::: DATA ROWS

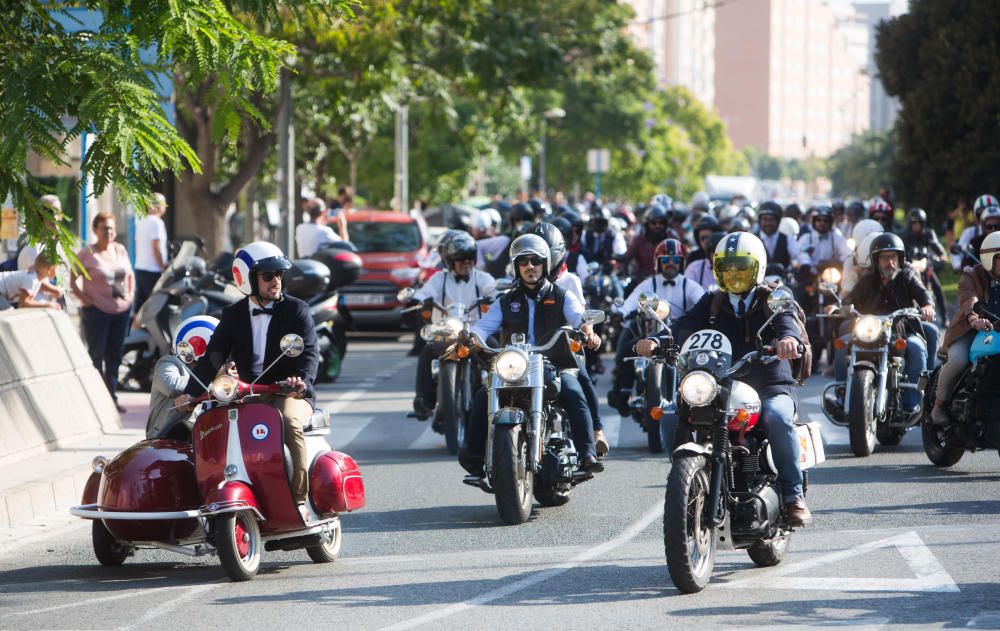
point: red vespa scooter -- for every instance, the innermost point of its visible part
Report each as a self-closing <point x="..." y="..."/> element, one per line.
<point x="227" y="492"/>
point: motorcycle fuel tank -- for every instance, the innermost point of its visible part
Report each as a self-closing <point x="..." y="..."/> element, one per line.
<point x="150" y="476"/>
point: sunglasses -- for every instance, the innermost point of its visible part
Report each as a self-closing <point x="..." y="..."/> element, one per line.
<point x="269" y="276"/>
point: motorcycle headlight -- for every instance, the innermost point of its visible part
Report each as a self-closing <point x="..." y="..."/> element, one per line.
<point x="511" y="365"/>
<point x="867" y="329"/>
<point x="698" y="388"/>
<point x="224" y="388"/>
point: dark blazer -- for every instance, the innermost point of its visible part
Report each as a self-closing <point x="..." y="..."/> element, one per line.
<point x="768" y="380"/>
<point x="232" y="340"/>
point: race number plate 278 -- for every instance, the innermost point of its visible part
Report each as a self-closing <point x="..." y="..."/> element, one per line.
<point x="708" y="340"/>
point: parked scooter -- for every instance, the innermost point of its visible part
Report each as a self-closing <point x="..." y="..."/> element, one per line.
<point x="228" y="493"/>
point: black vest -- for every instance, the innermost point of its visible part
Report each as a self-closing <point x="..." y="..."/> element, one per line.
<point x="548" y="318"/>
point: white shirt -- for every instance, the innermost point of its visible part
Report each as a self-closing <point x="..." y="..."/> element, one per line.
<point x="148" y="229"/>
<point x="310" y="236"/>
<point x="681" y="296"/>
<point x="443" y="288"/>
<point x="258" y="331"/>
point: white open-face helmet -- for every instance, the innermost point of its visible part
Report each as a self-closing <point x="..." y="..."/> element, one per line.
<point x="196" y="331"/>
<point x="259" y="256"/>
<point x="739" y="262"/>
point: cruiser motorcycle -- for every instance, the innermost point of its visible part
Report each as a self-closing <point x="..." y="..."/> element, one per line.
<point x="723" y="485"/>
<point x="227" y="493"/>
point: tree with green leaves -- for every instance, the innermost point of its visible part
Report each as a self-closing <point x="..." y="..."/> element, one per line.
<point x="941" y="60"/>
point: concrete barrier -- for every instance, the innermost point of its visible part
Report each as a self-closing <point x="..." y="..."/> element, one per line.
<point x="50" y="392"/>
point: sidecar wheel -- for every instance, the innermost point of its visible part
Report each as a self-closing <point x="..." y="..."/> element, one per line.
<point x="772" y="551"/>
<point x="329" y="551"/>
<point x="689" y="538"/>
<point x="237" y="538"/>
<point x="109" y="551"/>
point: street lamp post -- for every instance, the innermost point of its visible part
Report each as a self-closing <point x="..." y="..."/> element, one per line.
<point x="554" y="113"/>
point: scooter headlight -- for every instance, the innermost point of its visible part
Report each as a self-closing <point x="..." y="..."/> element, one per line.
<point x="698" y="388"/>
<point x="867" y="329"/>
<point x="224" y="388"/>
<point x="511" y="365"/>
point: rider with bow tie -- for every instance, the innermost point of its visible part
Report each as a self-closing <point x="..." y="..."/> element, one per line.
<point x="669" y="285"/>
<point x="460" y="281"/>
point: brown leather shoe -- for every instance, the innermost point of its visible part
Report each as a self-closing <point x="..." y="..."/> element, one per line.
<point x="797" y="513"/>
<point x="601" y="444"/>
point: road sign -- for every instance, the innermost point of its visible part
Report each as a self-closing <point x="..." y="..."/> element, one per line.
<point x="598" y="160"/>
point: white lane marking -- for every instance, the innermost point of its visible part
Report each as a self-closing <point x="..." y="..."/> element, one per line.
<point x="930" y="574"/>
<point x="428" y="439"/>
<point x="656" y="512"/>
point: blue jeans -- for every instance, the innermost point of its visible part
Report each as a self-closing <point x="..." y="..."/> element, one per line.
<point x="777" y="413"/>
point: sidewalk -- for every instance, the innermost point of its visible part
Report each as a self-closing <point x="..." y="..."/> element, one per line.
<point x="49" y="483"/>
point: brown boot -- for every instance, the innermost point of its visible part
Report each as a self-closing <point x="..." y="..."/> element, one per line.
<point x="797" y="513"/>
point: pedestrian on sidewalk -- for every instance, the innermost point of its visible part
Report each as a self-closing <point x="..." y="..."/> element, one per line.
<point x="105" y="296"/>
<point x="150" y="249"/>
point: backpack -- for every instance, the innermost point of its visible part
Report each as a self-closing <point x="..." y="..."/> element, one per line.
<point x="801" y="367"/>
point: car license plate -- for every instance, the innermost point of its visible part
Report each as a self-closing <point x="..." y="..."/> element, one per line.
<point x="365" y="299"/>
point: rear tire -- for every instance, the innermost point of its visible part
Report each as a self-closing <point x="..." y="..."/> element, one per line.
<point x="861" y="420"/>
<point x="109" y="551"/>
<point x="689" y="539"/>
<point x="513" y="480"/>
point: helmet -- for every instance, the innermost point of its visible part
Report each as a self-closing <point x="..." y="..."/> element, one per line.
<point x="982" y="202"/>
<point x="739" y="263"/>
<point x="917" y="215"/>
<point x="196" y="331"/>
<point x="459" y="246"/>
<point x="886" y="242"/>
<point x="557" y="247"/>
<point x="529" y="244"/>
<point x="670" y="247"/>
<point x="663" y="200"/>
<point x="789" y="226"/>
<point x="989" y="249"/>
<point x="259" y="256"/>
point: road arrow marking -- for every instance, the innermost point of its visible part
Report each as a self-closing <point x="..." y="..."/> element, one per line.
<point x="930" y="575"/>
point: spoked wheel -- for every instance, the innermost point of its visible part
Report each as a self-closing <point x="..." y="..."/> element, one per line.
<point x="689" y="538"/>
<point x="328" y="551"/>
<point x="861" y="420"/>
<point x="237" y="538"/>
<point x="109" y="551"/>
<point x="513" y="479"/>
<point x="770" y="552"/>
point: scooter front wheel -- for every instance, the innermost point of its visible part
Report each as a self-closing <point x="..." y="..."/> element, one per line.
<point x="237" y="538"/>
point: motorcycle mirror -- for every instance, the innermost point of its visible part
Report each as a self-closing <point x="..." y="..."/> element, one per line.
<point x="780" y="300"/>
<point x="593" y="316"/>
<point x="185" y="352"/>
<point x="405" y="294"/>
<point x="292" y="345"/>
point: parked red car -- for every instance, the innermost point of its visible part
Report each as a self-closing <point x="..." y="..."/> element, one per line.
<point x="392" y="246"/>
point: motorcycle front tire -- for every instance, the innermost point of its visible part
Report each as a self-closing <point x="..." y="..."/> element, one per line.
<point x="689" y="538"/>
<point x="513" y="480"/>
<point x="861" y="420"/>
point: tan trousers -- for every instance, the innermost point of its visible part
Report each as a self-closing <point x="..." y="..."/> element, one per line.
<point x="297" y="414"/>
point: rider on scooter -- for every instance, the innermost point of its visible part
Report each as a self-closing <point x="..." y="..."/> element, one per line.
<point x="735" y="311"/>
<point x="536" y="308"/>
<point x="246" y="342"/>
<point x="460" y="282"/>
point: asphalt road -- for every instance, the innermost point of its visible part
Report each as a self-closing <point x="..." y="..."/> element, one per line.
<point x="896" y="543"/>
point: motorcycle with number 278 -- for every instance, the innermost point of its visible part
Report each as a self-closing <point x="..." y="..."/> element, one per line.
<point x="723" y="485"/>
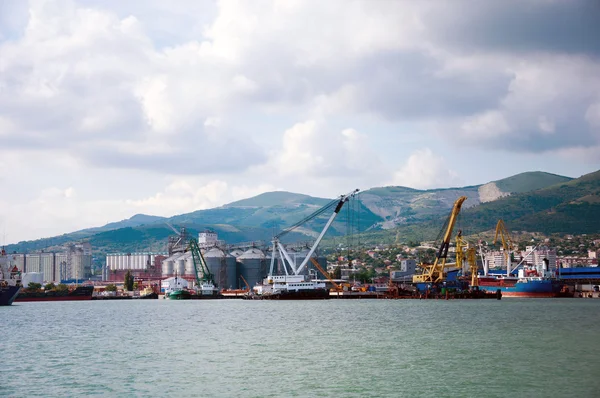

::::::

▸ SET TASK:
How many lines of the data above contain the string "marking"? Reply with the number alone.

▸ RESPONSE TO THE EXERCISE:
2